Brief: Extract every line of the records below that contains the word "blue", matching case exactly.

[Lines of data]
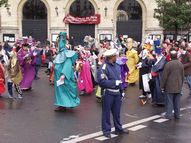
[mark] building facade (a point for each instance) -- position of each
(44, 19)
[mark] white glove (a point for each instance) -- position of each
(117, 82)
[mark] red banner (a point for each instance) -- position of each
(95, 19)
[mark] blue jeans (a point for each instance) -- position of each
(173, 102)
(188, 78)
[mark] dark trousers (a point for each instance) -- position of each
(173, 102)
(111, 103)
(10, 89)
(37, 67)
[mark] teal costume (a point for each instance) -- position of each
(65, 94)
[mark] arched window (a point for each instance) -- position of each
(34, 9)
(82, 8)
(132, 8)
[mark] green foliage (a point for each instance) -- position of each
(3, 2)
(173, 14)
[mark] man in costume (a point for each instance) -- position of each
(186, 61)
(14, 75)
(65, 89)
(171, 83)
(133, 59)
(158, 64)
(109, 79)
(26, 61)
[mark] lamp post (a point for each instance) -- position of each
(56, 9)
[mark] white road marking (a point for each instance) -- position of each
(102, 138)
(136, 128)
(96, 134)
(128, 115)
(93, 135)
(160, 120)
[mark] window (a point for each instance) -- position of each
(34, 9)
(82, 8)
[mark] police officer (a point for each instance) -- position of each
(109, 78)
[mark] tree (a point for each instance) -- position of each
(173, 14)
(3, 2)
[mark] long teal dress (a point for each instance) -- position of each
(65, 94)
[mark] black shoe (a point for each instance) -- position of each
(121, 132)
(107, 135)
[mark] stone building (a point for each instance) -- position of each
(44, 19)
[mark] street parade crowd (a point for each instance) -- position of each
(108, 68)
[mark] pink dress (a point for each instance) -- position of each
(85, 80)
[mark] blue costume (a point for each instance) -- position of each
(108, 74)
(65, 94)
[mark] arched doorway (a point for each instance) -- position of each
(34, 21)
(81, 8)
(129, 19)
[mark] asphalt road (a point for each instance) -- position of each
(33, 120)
==
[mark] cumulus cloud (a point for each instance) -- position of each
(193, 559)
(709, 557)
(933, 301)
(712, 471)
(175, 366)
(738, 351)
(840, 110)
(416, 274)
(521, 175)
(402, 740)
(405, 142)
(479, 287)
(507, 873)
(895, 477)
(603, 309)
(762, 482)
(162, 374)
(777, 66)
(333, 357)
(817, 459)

Result for this exercise:
[mark] blue jeans (a point for each instance) -- position of each
[mark] blue costume (a point for each instance) -- position of each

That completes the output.